§ **ページ抜粋**
--------
[I-OR18-05] 学会による小児循環器領域の治験推進活動
キーワード:小児治験, 推進活動, 保険適用外
【背景】小児に使用される医薬品の約7割は,健康保険適用外といわれている.未承認・適応外の医薬品には,不安定な供給,剤形変更,副作用被害救済の対象外となる可能性,医療訴訟に不利,エビデンスに基づかない医療といった問題がある.カテーテル治療や手術の医療機器の遅れも,医薬品と同様の状況にある.日本小児循環器学会(本学会)では保険診療・臨床試験委員会が中心となり,このような問題の解消のため治験推進活動に努めてきた.【方針】2013年に活動に着手し,関係者と討議を重ね2015年に第1段階の規約を作成した.そのコンセプトは,本学会が治験依頼者(企業)と治験実施契約(以下,契約)を締結し,治験の立案・調整・実施や規制当局との交渉の支援にあたるというものである.2018年に第2段階に進み,支援業務と対価を具体的に設定した.契約が締結されると,理事をリーダーとしたプロジェクトチームが発足しWEBミーティングを開き,ホームページに治験の概要が掲載される.以後,契約に基づき必要な業務を追加し遂行していく.小児治験ネットワークや日本小児科学会による新薬開発促進のためのAMED研究とも適宜連携する.【現況】抗心不全薬,利尿薬,抗不整脈薬,抗凝固薬に関する既存治験で4社,肺血管拡張薬と手術素材に関する新規治験で3社,合計7社と契約を締結した.新規治験では,データベースによる対象患者数の把握,アンケートによる参加施設の選定,プロジェクトチームによるプロトコール作成など立ち上げから関与する.治験の迅速な推進は最大の目標で,終了後も論文や添付文書の作成,さらに製造販売後調査まで支援する計画である.【結語】日本でも,小児領域での治験が重視されるようになり,本学会は活動実績で先鞭をつけてきた.患者・家族のためにも,本学会会員の皆様にはぜひ治験の推進に協力をお願いしたい.
--------
§ **写真に基づく指示表現データ**
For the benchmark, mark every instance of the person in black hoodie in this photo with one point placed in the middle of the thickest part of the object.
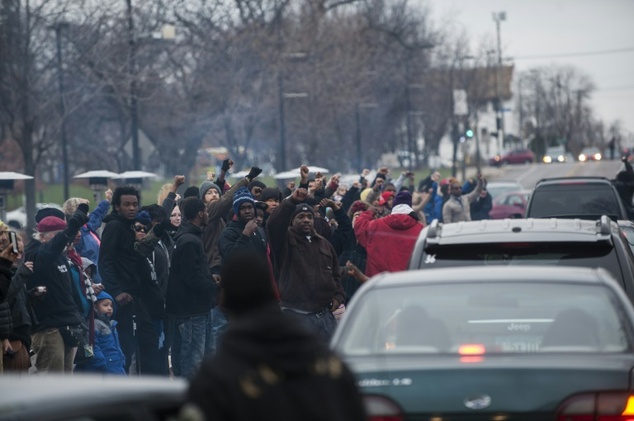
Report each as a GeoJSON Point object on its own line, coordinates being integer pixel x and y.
{"type": "Point", "coordinates": [120, 272]}
{"type": "Point", "coordinates": [268, 366]}
{"type": "Point", "coordinates": [240, 234]}
{"type": "Point", "coordinates": [191, 291]}
{"type": "Point", "coordinates": [59, 310]}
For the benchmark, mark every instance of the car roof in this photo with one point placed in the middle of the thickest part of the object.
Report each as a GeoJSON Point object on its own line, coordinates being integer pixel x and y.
{"type": "Point", "coordinates": [480, 274]}
{"type": "Point", "coordinates": [38, 394]}
{"type": "Point", "coordinates": [573, 180]}
{"type": "Point", "coordinates": [518, 230]}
--------
§ **課題文**
上の小児治験推進活動の抄録から、「[I-OR18-05] 学会による小児循環器領域の治験推進活動」から「の推進に協力をお願いしたい.」までをすべて、一字も変えずに書き写しなさい。

§ **模範解答**
[I-OR18-05] 学会による小児循環器領域の治験推進活動
キーワード:小児治験, 推進活動, 保険適用外
【背景】小児に使用される医薬品の約7割は,健康保険適用外といわれている.未承認・適応外の医薬品には,不安定な供給,剤形変更,副作用被害救済の対象外となる可能性,医療訴訟に不利,エビデンスに基づかない医療といった問題がある.カテーテル治療や手術の医療機器の遅れも,医薬品と同様の状況にある.日本小児循環器学会(本学会)では保険診療・臨床試験委員会が中心となり,このような問題の解消のため治験推進活動に努めてきた.【方針】2013年に活動に着手し,関係者と討議を重ね2015年に第1段階の規約を作成した.そのコンセプトは,本学会が治験依頼者(企業)と治験実施契約(以下,契約)を締結し,治験の立案・調整・実施や規制当局との交渉の支援にあたるというものである.2018年に第2段階に進み,支援業務と対価を具体的に設定した.契約が締結されると,理事をリーダーとしたプロジェクトチームが発足しWEBミーティングを開き,ホームページに治験の概要が掲載される.以後,契約に基づき必要な業務を追加し遂行していく.小児治験ネットワークや日本小児科学会による新薬開発促進のためのAMED研究とも適宜連携する.【現況】抗心不全薬,利尿薬,抗不整脈薬,抗凝固薬に関する既存治験で4社,肺血管拡張薬と手術素材に関する新規治験で3社,合計7社と契約を締結した.新規治験では,データベースによる対象患者数の把握,アンケートによる参加施設の選定,プロジェクトチームによるプロトコール作成など立ち上げから関与する.治験の迅速な推進は最大の目標で,終了後も論文や添付文書の作成,さらに製造販売後調査まで支援する計画である.【結語】日本でも,小児領域での治験が重視されるようになり,本学会は活動実績で先鞭をつけてきた.患者・家族のためにも,本学会会員の皆様にはぜひ治験の推進に協力をお願いしたい.